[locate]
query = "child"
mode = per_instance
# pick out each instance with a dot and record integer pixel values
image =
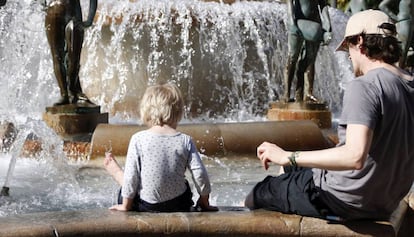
(157, 158)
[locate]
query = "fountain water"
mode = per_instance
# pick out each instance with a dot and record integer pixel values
(227, 59)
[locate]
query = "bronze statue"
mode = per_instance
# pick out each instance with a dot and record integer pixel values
(65, 32)
(308, 25)
(404, 23)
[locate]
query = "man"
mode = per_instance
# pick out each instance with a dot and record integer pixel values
(309, 24)
(371, 169)
(65, 31)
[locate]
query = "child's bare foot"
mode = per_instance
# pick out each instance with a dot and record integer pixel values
(113, 168)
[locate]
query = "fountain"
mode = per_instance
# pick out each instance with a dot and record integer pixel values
(226, 58)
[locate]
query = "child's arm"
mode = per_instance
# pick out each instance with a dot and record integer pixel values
(200, 178)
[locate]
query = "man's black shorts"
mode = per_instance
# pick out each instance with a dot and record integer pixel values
(293, 192)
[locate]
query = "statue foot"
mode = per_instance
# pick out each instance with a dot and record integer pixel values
(64, 100)
(311, 98)
(81, 99)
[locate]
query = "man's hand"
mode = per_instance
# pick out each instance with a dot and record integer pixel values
(268, 152)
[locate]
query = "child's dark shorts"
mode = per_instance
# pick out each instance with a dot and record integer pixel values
(182, 203)
(293, 192)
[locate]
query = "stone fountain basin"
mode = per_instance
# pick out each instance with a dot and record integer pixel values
(227, 222)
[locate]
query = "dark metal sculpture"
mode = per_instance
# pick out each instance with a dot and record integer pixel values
(65, 32)
(308, 26)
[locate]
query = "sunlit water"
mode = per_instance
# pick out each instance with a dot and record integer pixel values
(39, 185)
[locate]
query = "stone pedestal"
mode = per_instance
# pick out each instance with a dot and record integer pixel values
(315, 111)
(74, 122)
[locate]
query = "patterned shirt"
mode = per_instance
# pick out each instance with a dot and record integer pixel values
(155, 167)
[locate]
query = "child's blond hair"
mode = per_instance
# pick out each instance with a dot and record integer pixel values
(162, 104)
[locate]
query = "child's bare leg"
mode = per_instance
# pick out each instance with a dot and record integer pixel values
(113, 168)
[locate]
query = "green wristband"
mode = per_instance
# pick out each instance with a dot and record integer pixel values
(292, 158)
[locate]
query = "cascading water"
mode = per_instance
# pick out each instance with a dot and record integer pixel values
(227, 59)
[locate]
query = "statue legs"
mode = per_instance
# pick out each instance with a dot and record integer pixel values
(294, 49)
(74, 38)
(55, 31)
(305, 72)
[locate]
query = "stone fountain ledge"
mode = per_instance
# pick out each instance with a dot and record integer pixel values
(229, 221)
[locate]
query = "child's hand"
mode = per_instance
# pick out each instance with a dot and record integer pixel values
(204, 204)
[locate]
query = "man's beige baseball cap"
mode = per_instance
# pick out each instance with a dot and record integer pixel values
(367, 22)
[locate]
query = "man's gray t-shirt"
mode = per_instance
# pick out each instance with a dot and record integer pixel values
(385, 103)
(155, 167)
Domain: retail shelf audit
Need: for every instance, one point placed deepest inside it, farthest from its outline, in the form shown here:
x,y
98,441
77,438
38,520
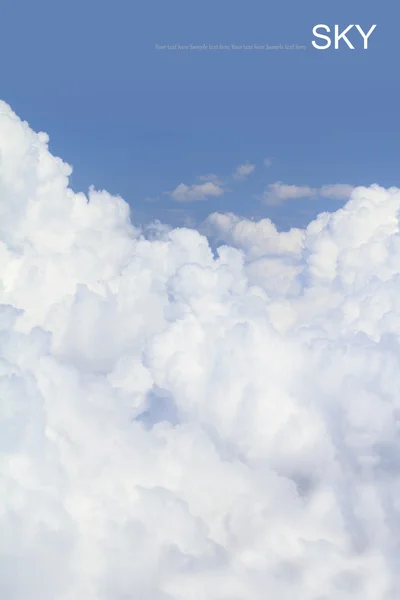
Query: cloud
x,y
200,191
243,171
278,193
177,424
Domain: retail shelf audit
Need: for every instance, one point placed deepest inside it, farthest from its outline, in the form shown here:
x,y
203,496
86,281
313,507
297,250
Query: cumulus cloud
x,y
195,192
243,171
177,425
278,192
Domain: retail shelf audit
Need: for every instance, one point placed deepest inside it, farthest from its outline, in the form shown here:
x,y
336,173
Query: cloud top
x,y
278,192
177,425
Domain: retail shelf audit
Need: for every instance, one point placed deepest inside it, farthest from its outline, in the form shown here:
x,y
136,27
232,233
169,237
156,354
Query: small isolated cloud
x,y
196,192
278,192
243,171
337,191
210,177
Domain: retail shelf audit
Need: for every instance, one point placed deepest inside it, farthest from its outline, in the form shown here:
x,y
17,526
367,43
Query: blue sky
x,y
139,122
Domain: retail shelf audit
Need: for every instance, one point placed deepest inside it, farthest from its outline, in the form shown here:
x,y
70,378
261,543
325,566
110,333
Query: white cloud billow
x,y
198,191
278,192
243,171
179,426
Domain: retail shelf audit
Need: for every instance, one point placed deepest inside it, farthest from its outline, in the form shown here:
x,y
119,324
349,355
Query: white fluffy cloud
x,y
179,426
197,191
243,171
278,192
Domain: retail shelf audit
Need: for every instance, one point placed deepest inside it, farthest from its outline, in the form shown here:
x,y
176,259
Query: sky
x,y
139,122
199,320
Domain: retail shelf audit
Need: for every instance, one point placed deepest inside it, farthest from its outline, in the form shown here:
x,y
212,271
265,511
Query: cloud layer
x,y
182,426
278,192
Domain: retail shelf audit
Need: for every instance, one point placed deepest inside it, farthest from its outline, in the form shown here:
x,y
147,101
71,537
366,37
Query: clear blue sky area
x,y
140,121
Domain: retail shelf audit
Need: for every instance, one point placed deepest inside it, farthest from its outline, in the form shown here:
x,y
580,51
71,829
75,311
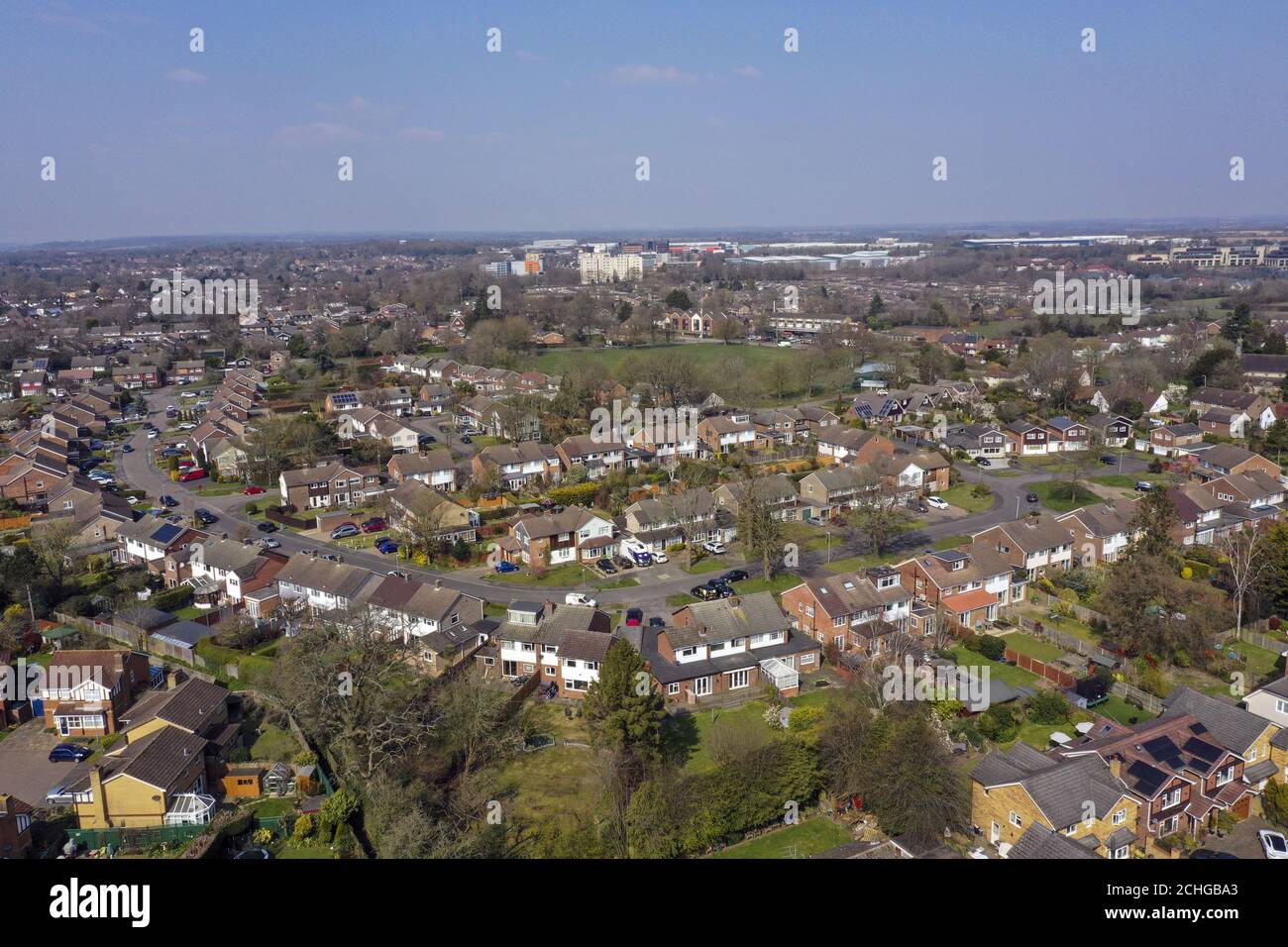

(Work to be completed): The answer must be an exact reproduction of the records, with every picture left out.

(Solution):
[locate]
query = "child"
mode = per_instance
# pick out each instance with a dot and record integer pixel values
image =
(157, 158)
[locate]
query = "fountain water"
mode = per_instance
# pick out each instance with a dot and record integer pixel values
(227, 59)
[locate]
query = "bronze statue"
mode = per_instance
# pick out each instance with a dot and record integer pixel values
(65, 32)
(308, 25)
(404, 23)
[locate]
query = "man"
mode = per_instance
# pick out each instance with a dot and record integer pixel values
(309, 24)
(371, 169)
(65, 31)
[locate]
query = "child's bare foot"
mode = per_instance
# pick out each instance with a dot and record integer pixel values
(113, 168)
[locate]
query = "fountain"
mode = per_instance
# pick out each instance with a dot and record integer pixel values
(226, 58)
[locate]
query = "child's arm"
mode = per_instance
# pick out each instance with a dot and record integer pixel values
(200, 178)
[locate]
query = "man's black shorts"
mode = per_instance
# pick out each instance with a dot and record integer pixel values
(293, 192)
[locate]
query = "statue foot"
mode = per_instance
# pick out each instance with a dot and record integer pixel values
(64, 100)
(311, 98)
(81, 99)
[locate]
query = "man's hand"
mode = per_instance
# pick out each instance with a dot and record integer pixel values
(268, 152)
[locate]
query = "child's dark shorts"
mode = per_instance
# pick out each instance with a dot and record integer pixel values
(182, 203)
(293, 192)
[locate]
query = "stone fountain basin"
mode = per_instance
# pick out each instance with a dot and record integer pixel values
(227, 222)
[locate]
query = "dark metal sculpture"
mode = per_instance
# pick out each instance with a dot and record integer pixel values
(65, 32)
(308, 26)
[locate]
query = "sunlit water"
mode = per_instance
# pick out each instance with a dot and record integer pixel values
(39, 185)
[locate]
query = "stone pedestal"
mode = per_instance
# pick out each instance with a dot and record integer pixel values
(315, 111)
(74, 122)
[locate]
query = "patterned shirt"
mode = per_instance
# pick out each instance with a dot and record integer pixel values
(155, 167)
[locate]
query = "child's blond hair"
mode = per_instance
# pick out each instance with a dot and record integer pixel values
(162, 104)
[locate]
query = "child's bare leg"
mode = per_instance
# pick out each instance with a dot and record integer pixel values
(113, 168)
[locate]
query = "green wristband"
mode = per_instance
# pick out each instance with a dot and record integer pixel values
(292, 158)
[locate]
query = "cascading water"
mode = per_instance
# pick out each instance with a dot and record integer pixel values
(227, 59)
[locate]
query = "statue legs"
mode = per_instance
# pick out each instance with a dot and record integer pixel values
(294, 49)
(74, 38)
(55, 31)
(305, 72)
[locate]
query = "stone fountain ledge"
mode = per_instance
# pick out each instance with a dot and record integer pixel values
(229, 221)
[locate]
query = "child's hand"
mode = per_instance
# pick out each instance with a dot and record integer pixel values
(204, 204)
[locate]
query = "man's beige baseball cap"
mode = per_instance
# pick out each instance with a dot and record integer pixel values
(367, 22)
[locate]
query = "man's gray t-shirt"
mode = per_instance
# pick out each instance with a dot and record integer pixel values
(385, 103)
(155, 167)
Domain: retail shelf audit
Need: for every instance, one point placed deepest inside it, farthest from its outline, in the form shown here:
x,y
98,441
77,438
38,520
Query: cloud
x,y
200,191
243,171
278,193
177,424
Domain: retail shelf audit
Need: for every instance, one point placed deepest inside it, farthest from its outline, in the form shown here:
x,y
203,496
86,281
313,507
297,250
Query: cumulus cloud
x,y
195,192
243,171
177,425
278,192
Domain: retail shelf audit
Need: for every instance, one point placed deepest inside it, farthest from its outline, in the form shown here:
x,y
336,173
Query: cloud top
x,y
278,192
177,425
Domain: retail shelf audit
Need: for every instance, one point placed deepest inside it, farthest from its outline, in the form shown here:
x,y
136,27
232,233
169,237
156,354
Query: small isolated cloud
x,y
196,192
278,192
243,171
337,191
210,177
Domain: retail shelf audit
Need: for every instance, one point placed deepest inside it, farthest from its outline, in the form shown here:
x,y
17,526
367,43
Query: blue sky
x,y
139,122
Domain: retail shelf audit
Need: for every instance, one point placed deepest inside it, farthest from its outline, in the form shown here:
x,y
70,378
261,543
325,566
110,333
Query: white cloud billow
x,y
198,191
278,192
243,171
179,426
Domain: retail shelf audit
Need: for every instance, one point placed deepest inside it, farthest from its outline, in the form shown here:
x,y
119,324
349,355
Query: white fluffy cloud
x,y
179,426
197,191
243,171
278,192
Domain: retail shelf audit
Need: for every instance, one point placed deepest inside it, farthest from its outline, in the form shown here:
x,y
176,259
Query: sky
x,y
139,122
199,320
Domain: retail shelf audit
Need: for every instance, one point placed deepest inside it, farthest from its outline, in the form shown here:
x,y
212,271
265,511
Query: cloud layer
x,y
182,426
278,192
Domain: retail shelf audit
Need: for every instance, one point placed deepest inside it, farthest from its outline, in the form shown here:
x,y
147,101
71,537
366,37
Query: clear blue sky area
x,y
140,121
Domain: retail shelf audit
Need: for every instance, one point placed deepest inside it, farthest from its outline, in the form shown here:
x,y
580,51
71,829
75,311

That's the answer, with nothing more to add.